=== Direction ===
Please pull out every line of the data below that contains the string "stone" and copy each such line in full. Match case, so a capitalized form does not count.

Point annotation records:
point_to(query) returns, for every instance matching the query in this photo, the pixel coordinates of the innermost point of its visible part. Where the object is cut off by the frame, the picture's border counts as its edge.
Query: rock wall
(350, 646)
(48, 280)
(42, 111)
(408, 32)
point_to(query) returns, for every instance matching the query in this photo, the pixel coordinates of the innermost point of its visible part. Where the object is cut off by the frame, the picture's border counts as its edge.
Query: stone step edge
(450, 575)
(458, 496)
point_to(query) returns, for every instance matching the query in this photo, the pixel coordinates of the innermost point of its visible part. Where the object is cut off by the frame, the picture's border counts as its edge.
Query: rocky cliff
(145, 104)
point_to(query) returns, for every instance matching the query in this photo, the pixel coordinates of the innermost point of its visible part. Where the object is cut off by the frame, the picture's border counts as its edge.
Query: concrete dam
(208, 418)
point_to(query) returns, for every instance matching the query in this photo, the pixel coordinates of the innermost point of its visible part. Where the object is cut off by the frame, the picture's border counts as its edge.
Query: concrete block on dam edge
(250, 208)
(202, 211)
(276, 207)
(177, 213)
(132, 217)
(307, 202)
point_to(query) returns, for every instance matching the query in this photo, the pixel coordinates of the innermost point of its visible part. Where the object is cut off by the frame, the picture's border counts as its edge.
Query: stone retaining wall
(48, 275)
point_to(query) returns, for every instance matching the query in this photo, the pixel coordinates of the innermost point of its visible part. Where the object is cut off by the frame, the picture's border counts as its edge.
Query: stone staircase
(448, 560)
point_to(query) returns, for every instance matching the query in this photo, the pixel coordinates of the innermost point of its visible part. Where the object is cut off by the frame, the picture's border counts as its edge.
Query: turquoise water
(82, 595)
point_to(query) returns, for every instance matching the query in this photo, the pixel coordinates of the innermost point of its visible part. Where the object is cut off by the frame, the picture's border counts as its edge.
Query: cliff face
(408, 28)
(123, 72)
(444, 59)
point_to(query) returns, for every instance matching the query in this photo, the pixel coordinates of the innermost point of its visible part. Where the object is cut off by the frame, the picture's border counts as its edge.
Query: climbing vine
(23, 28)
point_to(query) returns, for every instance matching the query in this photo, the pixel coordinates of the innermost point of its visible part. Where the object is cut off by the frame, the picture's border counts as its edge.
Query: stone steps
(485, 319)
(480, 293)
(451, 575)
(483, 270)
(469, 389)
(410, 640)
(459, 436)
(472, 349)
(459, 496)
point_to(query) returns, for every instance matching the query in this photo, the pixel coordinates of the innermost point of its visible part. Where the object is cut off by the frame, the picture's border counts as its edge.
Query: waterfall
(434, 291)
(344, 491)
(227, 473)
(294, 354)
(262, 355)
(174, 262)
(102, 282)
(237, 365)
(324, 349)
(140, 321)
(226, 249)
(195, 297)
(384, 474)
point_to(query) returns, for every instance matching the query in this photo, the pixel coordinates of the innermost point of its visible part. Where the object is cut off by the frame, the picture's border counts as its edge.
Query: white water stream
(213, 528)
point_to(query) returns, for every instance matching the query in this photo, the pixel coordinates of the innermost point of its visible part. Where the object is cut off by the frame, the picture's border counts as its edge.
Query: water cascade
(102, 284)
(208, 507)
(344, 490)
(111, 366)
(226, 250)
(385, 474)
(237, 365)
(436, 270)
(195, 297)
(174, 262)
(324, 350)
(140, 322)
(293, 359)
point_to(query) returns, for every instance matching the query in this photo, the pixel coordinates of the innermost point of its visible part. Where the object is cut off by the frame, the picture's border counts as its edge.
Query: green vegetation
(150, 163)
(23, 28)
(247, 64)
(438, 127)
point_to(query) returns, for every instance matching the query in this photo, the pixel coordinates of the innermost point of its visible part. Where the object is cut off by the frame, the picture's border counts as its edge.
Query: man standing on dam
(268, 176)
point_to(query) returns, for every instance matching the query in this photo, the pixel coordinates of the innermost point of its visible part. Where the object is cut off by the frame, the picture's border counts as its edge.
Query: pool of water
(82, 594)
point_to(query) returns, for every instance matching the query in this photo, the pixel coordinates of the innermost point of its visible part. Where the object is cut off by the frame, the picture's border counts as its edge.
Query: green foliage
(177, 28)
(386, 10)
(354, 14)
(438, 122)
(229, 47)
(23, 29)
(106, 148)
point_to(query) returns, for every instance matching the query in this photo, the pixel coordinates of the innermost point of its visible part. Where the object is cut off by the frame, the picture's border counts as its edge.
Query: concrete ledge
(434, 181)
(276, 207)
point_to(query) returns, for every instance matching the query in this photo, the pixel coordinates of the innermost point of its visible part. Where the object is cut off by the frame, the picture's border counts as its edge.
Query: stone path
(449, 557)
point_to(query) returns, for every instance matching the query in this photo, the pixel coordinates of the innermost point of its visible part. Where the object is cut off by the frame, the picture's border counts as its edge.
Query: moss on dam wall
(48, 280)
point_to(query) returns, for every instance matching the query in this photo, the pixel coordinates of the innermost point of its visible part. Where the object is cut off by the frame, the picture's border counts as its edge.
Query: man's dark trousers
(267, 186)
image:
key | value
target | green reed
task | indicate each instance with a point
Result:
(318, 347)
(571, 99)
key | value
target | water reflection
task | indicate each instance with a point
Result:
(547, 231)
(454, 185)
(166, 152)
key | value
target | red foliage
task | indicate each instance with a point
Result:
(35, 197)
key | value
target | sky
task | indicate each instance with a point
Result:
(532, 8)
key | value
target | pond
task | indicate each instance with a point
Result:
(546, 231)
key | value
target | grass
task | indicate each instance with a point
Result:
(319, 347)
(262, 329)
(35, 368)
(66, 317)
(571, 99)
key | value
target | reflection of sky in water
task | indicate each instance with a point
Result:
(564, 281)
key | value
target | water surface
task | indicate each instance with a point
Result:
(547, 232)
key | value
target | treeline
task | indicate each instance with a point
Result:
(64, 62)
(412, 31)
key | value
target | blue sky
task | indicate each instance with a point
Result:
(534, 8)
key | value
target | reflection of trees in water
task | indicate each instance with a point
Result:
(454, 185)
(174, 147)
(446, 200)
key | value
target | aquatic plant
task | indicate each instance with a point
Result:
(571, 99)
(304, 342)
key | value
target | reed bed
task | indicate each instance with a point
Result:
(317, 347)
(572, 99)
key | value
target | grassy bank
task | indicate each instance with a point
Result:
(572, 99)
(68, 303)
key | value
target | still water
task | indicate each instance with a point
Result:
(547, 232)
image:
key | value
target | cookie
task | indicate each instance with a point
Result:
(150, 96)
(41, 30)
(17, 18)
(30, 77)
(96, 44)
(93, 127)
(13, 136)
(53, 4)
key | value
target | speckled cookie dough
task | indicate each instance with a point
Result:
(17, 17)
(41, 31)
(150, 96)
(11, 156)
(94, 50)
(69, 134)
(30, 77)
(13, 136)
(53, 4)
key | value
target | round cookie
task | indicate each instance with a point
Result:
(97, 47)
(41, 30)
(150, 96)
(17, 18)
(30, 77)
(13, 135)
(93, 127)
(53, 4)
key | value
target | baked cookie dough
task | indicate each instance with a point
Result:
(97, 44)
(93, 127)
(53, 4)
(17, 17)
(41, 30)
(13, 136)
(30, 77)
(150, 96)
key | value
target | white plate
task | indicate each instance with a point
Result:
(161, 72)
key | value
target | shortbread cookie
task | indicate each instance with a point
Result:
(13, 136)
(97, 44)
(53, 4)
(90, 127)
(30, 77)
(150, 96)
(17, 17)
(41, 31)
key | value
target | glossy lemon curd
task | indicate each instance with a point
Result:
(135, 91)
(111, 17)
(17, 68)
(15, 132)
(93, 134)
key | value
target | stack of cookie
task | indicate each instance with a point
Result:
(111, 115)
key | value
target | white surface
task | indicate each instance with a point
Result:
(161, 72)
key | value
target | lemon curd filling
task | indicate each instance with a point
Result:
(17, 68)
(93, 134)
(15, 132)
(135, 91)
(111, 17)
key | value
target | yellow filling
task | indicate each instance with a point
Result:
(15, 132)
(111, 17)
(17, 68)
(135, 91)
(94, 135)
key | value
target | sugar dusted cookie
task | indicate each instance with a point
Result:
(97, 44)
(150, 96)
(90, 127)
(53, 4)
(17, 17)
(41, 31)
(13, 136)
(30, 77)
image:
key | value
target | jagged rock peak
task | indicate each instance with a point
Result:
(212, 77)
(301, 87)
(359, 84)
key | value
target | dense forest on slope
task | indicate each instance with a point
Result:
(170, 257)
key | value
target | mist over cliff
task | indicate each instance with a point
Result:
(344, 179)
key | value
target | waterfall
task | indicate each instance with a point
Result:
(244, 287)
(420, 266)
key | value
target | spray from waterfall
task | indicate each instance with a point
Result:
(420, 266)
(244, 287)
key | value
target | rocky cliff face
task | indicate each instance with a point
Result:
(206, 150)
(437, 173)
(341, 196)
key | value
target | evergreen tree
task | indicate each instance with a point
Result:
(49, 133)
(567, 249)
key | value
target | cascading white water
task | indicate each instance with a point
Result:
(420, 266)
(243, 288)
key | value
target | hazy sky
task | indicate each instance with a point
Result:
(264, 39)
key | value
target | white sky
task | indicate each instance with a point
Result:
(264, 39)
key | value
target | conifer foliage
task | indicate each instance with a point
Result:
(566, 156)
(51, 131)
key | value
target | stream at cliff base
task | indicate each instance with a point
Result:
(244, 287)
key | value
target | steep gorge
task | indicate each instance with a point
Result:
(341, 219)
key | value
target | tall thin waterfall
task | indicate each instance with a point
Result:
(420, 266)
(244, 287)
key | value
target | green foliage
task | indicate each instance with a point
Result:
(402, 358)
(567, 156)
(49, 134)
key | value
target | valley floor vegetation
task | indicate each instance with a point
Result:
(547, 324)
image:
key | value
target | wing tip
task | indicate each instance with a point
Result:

=== In response ===
Query: stone step edge
Query: stone retaining wall
Query: stone staircase
Query: stone steps
Query: stone path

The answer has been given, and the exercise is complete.